PROBLEM TO SOLVE » Restate all the data word for word, leaving nothing out.

Saved data entries
****************************************

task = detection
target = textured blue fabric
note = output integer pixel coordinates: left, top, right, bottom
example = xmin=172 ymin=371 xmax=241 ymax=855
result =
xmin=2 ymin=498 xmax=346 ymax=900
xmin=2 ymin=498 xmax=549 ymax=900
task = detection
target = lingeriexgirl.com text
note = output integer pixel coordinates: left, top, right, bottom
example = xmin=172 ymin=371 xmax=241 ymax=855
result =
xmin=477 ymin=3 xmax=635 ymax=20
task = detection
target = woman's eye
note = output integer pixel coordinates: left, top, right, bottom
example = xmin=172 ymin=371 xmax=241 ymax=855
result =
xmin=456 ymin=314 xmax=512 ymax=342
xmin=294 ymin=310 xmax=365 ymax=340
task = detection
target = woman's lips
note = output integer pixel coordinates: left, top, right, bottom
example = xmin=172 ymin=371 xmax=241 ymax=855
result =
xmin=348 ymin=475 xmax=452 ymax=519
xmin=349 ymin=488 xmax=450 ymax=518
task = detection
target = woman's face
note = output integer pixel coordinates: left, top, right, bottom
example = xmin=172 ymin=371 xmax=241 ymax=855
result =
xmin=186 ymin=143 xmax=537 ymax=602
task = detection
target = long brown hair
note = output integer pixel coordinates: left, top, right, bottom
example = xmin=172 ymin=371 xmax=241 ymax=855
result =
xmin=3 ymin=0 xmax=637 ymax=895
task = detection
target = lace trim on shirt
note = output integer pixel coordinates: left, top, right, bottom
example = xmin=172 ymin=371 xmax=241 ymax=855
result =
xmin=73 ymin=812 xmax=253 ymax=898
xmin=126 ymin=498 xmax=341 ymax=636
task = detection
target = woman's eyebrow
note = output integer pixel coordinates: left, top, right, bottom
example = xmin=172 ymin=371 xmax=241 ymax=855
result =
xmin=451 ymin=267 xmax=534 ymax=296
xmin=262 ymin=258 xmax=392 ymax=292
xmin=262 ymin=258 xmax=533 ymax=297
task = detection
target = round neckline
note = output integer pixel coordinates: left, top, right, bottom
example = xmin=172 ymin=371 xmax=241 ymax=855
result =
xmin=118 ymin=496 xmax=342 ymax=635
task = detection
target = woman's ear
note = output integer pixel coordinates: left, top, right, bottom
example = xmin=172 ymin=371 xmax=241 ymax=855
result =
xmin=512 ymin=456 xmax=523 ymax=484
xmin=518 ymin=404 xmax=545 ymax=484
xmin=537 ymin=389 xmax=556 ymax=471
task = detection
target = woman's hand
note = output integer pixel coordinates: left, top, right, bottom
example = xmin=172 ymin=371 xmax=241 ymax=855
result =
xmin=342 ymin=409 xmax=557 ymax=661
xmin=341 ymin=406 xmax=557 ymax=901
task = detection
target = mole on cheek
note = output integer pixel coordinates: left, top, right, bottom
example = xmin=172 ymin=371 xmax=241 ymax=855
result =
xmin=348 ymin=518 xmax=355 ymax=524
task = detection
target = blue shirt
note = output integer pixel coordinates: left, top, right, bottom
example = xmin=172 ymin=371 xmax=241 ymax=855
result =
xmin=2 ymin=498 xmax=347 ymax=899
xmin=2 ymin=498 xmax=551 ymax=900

****************************************

SOLVED EXERCISE »
task = detection
target = textured blue fabric
note = output integer pixel coordinates: left, top, right, bottom
example = xmin=172 ymin=371 xmax=241 ymax=855
result =
xmin=2 ymin=498 xmax=346 ymax=900
xmin=2 ymin=498 xmax=549 ymax=900
task = detection
target = lingeriexgirl.com text
note = output integer pixel coordinates: left, top, right, bottom
example = xmin=172 ymin=371 xmax=241 ymax=855
result =
xmin=477 ymin=3 xmax=635 ymax=20
task = detection
target = woman's eye
note = output integer pixel coordinates: left, top, right, bottom
example = xmin=172 ymin=371 xmax=241 ymax=855
result =
xmin=456 ymin=314 xmax=512 ymax=342
xmin=294 ymin=310 xmax=365 ymax=340
task = detection
target = woman's lips
note = output integer pixel coordinates: left, top, right, bottom
example = xmin=172 ymin=371 xmax=241 ymax=855
result =
xmin=348 ymin=475 xmax=452 ymax=519
xmin=349 ymin=488 xmax=450 ymax=518
task = detection
target = woman's face
note = output integer pixel coordinates: left, top, right, bottom
example = xmin=172 ymin=371 xmax=241 ymax=855
result =
xmin=186 ymin=143 xmax=537 ymax=602
task = detection
target = long brown hair
note = output integer pixel coordinates: left, top, right, bottom
example = xmin=172 ymin=371 xmax=241 ymax=855
result =
xmin=3 ymin=0 xmax=637 ymax=895
task = detection
target = lace trim on shirt
note = output integer pixel coordinates: left, top, right, bottom
example = xmin=172 ymin=371 xmax=241 ymax=855
result =
xmin=73 ymin=812 xmax=253 ymax=898
xmin=126 ymin=498 xmax=341 ymax=636
task = detection
target = woman's eyebrow
note = output integer pixel coordinates: left, top, right, bottom
example = xmin=172 ymin=371 xmax=241 ymax=855
result =
xmin=451 ymin=267 xmax=534 ymax=296
xmin=262 ymin=258 xmax=392 ymax=292
xmin=262 ymin=258 xmax=533 ymax=297
task = detection
target = round neckline
note = output integer pixel coordinates: left, top, right, bottom
example = xmin=172 ymin=371 xmax=241 ymax=855
result =
xmin=118 ymin=496 xmax=342 ymax=635
task = detection
target = woman's ear
note = output integer pixel coordinates: left, top, right, bottom
example = xmin=172 ymin=371 xmax=241 ymax=855
result =
xmin=512 ymin=456 xmax=523 ymax=484
xmin=518 ymin=404 xmax=545 ymax=484
xmin=537 ymin=389 xmax=556 ymax=471
task = detection
target = woman's hand
note = output integer pixel coordinates: left, top, right, bottom
example = xmin=172 ymin=371 xmax=241 ymax=855
result =
xmin=342 ymin=409 xmax=557 ymax=661
xmin=341 ymin=406 xmax=557 ymax=901
task = detection
target = mole on cheek
note = output integer pixel coordinates: left, top, right, bottom
example = xmin=172 ymin=371 xmax=241 ymax=855
result =
xmin=348 ymin=518 xmax=355 ymax=524
task = detection
target = blue shirt
note = output integer pixel coordinates: left, top, right, bottom
example = xmin=172 ymin=371 xmax=241 ymax=855
result =
xmin=2 ymin=498 xmax=347 ymax=899
xmin=2 ymin=498 xmax=551 ymax=900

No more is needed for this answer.